Excerpts from point annotation data:
☆ ☆ ☆

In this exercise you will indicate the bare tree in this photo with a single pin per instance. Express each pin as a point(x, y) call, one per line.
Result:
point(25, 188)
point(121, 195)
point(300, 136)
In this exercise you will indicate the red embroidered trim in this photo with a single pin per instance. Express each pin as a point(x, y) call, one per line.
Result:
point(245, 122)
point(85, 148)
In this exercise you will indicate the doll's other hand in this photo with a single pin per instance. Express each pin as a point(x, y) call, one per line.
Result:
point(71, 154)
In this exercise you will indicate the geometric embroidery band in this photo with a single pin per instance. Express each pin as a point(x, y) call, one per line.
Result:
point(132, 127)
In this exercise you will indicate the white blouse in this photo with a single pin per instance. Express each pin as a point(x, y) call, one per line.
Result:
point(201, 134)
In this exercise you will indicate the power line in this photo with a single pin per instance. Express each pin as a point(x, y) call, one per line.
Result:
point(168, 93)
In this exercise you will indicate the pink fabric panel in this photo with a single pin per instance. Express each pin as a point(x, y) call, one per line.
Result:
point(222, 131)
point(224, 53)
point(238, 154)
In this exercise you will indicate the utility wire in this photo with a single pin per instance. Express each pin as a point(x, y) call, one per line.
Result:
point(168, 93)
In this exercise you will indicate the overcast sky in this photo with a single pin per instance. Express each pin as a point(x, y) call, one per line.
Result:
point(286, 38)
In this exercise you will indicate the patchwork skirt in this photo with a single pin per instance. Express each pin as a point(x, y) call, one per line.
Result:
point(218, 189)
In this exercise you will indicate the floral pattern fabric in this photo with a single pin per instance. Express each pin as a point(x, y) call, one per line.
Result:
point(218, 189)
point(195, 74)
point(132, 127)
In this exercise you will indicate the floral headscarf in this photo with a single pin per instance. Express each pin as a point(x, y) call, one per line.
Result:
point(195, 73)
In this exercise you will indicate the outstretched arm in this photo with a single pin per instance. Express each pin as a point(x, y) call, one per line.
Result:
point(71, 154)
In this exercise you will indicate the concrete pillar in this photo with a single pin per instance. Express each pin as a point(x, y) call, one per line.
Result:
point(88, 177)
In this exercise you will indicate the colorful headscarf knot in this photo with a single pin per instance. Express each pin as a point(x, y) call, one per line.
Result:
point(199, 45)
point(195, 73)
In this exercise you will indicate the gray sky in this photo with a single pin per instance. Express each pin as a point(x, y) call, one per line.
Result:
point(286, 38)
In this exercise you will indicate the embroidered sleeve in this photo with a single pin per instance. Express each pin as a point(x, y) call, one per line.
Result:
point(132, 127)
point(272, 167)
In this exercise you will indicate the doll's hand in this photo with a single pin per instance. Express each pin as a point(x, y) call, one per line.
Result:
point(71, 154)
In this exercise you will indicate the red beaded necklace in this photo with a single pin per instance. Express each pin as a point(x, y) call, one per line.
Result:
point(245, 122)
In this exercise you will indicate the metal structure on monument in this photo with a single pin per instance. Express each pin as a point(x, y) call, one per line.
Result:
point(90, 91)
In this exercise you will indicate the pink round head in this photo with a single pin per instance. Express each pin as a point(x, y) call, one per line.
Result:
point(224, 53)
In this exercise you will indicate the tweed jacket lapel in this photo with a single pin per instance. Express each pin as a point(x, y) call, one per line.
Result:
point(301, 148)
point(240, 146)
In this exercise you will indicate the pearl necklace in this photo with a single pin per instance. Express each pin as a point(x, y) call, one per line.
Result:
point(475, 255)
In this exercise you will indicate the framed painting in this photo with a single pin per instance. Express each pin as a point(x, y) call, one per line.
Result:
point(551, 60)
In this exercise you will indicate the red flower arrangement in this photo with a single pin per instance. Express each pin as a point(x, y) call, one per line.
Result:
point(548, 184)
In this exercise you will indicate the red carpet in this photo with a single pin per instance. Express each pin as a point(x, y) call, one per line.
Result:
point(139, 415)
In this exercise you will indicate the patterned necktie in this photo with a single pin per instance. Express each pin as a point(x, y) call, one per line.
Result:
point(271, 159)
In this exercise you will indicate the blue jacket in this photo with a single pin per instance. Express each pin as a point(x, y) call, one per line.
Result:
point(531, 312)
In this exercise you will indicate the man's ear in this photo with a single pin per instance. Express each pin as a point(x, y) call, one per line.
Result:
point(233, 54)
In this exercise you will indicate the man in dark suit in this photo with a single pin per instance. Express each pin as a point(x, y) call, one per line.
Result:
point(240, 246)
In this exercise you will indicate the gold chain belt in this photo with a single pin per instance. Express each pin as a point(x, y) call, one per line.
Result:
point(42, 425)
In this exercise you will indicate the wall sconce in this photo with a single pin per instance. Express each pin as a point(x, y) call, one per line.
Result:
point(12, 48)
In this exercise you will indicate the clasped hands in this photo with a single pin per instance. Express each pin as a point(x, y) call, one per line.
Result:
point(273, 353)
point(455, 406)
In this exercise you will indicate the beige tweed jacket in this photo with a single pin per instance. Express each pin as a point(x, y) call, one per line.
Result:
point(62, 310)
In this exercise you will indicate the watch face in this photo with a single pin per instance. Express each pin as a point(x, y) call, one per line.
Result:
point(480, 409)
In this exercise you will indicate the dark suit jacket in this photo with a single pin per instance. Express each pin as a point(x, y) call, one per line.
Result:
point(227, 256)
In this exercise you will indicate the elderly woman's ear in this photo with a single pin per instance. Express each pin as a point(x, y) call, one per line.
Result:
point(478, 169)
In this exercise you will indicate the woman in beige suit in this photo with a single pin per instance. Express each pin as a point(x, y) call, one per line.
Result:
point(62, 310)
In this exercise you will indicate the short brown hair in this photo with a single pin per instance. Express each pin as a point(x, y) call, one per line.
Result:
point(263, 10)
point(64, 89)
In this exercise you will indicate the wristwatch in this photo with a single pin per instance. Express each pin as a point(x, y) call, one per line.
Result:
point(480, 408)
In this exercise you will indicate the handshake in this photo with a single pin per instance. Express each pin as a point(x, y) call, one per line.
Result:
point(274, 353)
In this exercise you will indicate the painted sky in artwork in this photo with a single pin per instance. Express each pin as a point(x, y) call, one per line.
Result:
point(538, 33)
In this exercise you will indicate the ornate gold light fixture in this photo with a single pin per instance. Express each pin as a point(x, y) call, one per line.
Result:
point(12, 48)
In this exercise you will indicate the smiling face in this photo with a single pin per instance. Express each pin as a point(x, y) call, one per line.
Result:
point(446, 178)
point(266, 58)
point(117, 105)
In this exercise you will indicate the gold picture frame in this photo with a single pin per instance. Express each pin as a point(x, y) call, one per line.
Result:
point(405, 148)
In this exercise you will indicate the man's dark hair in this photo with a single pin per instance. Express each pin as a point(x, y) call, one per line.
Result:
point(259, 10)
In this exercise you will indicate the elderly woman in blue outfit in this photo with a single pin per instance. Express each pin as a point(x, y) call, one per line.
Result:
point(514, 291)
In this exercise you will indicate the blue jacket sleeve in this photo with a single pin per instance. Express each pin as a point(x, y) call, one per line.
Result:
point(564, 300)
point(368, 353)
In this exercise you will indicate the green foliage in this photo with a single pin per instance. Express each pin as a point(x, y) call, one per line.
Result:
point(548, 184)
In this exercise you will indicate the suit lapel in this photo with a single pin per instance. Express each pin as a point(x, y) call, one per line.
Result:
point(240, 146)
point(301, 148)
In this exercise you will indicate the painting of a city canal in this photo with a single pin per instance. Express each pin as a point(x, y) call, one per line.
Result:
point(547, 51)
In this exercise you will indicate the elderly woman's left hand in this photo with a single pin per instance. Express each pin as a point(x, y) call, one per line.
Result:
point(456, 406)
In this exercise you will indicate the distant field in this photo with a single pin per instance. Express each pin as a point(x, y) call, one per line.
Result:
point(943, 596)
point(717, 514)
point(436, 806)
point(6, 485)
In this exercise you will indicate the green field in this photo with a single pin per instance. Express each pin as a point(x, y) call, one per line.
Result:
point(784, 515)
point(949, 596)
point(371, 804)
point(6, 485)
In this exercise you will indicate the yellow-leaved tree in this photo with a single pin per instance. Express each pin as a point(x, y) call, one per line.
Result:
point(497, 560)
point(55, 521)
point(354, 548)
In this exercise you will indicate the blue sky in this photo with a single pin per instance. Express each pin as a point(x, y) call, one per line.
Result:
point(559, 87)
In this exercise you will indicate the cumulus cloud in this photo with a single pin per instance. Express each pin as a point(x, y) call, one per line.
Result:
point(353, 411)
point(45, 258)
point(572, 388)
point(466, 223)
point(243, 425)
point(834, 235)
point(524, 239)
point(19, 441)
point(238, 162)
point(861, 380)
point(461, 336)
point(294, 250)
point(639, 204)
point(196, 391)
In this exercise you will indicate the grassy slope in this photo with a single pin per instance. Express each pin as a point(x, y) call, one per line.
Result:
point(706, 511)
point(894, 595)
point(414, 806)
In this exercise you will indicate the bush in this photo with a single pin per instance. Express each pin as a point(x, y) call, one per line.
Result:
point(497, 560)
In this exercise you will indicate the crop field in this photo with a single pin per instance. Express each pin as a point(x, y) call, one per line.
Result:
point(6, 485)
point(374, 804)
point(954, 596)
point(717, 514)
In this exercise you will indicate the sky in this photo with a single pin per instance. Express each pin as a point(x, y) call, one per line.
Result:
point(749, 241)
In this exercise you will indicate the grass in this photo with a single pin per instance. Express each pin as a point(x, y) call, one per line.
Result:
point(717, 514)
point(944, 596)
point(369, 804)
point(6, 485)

☆ ☆ ☆

Rewrite the lines from the line with "In this exercise you will indicate the patterned" to the line with "point(271, 159)", changing "necktie" to "bow tie" and keeping everything else the same.

### FINAL RESULT
In this exercise you will indicate the patterned bow tie in this photo with a single pin per instance. Express each pin as a point(x, y) call, one per line.
Result:
point(271, 159)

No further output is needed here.